### Kutipan Sumber
* * *
Indonesia Hadapi Dua Fase di 2019
JAKARTA, KOMPAS-- Volatilitas kondisi perekonomian global masih berlanjut pada 2019 kendati tekanannya terhadap ekonomi domestik berkurang. Situasi ini akan menempatkan Indonesia pada dua fase ekonomi, yaitu fluktuasi dan konsolidasi.
Fluktuasi ekonomi diperkirakan akan terjadi pada semester I-2019 yang diikuti dengan pengetatan kebijakan moneter dan fiskal. Adapun konsolidasi ekonomi diperkirakan berlangsung pada paruh kedua 2019, yang akan diikuti pelonggaran kebijakan moneter dan fiskal.
Dua fase ekonomi itu akan berlangsung di tengah dinamika politik dalam negeri yang menigkat menjelang Pemilihan Umum 2019. Pemerintah diharapkan tidak lengah dan mengutamakan upaya menjaga stabilitas ekonomi daripada mendorong pertumbuhan ekonomi.
Hal itu mengemuka dalam Diskusi Panel Ekonomi “Mengantisipasi Situasi Ekonomi dan Politik 2019” yang diselenggarakan Harian Kompas di Jakarta, Selasa (4/12/2018). Pembicara dalam diskusi itu adalah pengajar Universitas Indonesia (UI) Jakarta Faisal Basri, Kepala Ekonom dan Riset PT Bank UOB Indonesia Enrico Tanuwidjaja, Ketua Dewan Penasihat Ikatan Alumni Lemhanas Bambang Kesowo, dan Dekan Fakultas ekonomi dan Bisnis UI Ari Kuncoro.
Menurut Enrico, volatilitas ekonomi global masih berlanjut karena Bank Sentral Amerika Serikat, The Fed, diperkirakan masih akan menaikkan suku bunga acuannya pada tahun depan. Kendati diperkirakan tidak sebanyak tahun ini, namun kenaikan suku bunga acuan The Fed itu tetap akan memperlambat penguatan rupiah dan memicu langkah investor asing untuk keluar dari negara-negara berkembang, termasuk Indonesia.
Gencatan perang dagang AS-China yang bakal terjadi selama 90 hari juga diperkirakan tetap menyebabkan volatilitas. Volume perdagangan dunia masih akan tumbuh melambat pada triwulan I-2019 dan masih ada kemungkinan berbagai kebijakan mengejutkan dari Presiden AS Donald Trump pada jeda 90 hari perang dagang itu.
“Untuk itu, Indonesia tetap perlu menjaga stabilitas rupiah di paruh pertama 2019, sehingga selisih imbal hasil obligasi pemerintah masih menarik bagi investor asing. Di sisi lain, Indonesia perlu meningkatkan penggunaan mata uang lokal masing-masing negara dalam transaksi dagang, terutama dengan China, untuk menjaga cadangan devisa,” kata Enrico.
* * *
### Tujuan
**A.** Tuliskan ulang bagian artikel ekonomi di atas mulai dari "Menurut Enrico, volatilitas" sampai dengan "perang dagang itu.".
**B.** Menurut artikel ekonomi di atas, kapan konsolidasi ekonomi diperkirakan berlangsung?
* * *
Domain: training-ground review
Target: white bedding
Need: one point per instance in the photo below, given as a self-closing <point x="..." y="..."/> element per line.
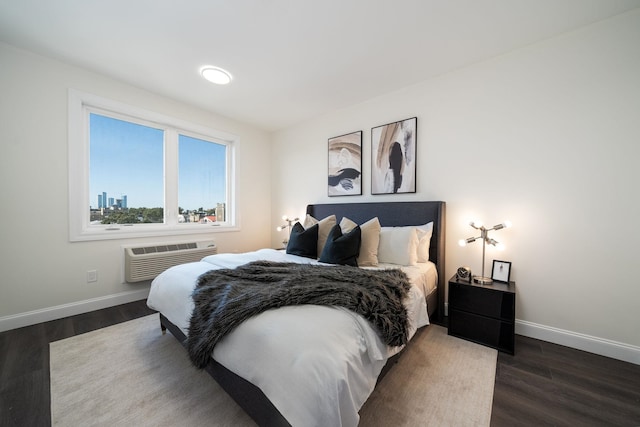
<point x="317" y="369"/>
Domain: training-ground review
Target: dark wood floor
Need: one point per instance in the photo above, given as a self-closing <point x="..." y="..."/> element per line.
<point x="542" y="385"/>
* * *
### Jawaban Tugas
**A.**
Menurut Enrico, volatilitas ekonomi global masih berlanjut karena Bank Sentral Amerika Serikat, The Fed, diperkirakan masih akan menaikkan suku bunga acuannya pada tahun depan. Kendati diperkirakan tidak sebanyak tahun ini, namun kenaikan suku bunga acuan The Fed itu tetap akan memperlambat penguatan rupiah dan memicu langkah investor asing untuk keluar dari negara-negara berkembang, termasuk Indonesia.
Gencatan perang dagang AS-China yang bakal terjadi selama 90 hari juga diperkirakan tetap menyebabkan volatilitas. Volume perdagangan dunia masih akan tumbuh melambat pada triwulan I-2019 dan masih ada kemungkinan berbagai kebijakan mengejutkan dari Presiden AS Donald Trump pada jeda 90 hari perang dagang itu.

**B.** Pada paruh kedua 2019.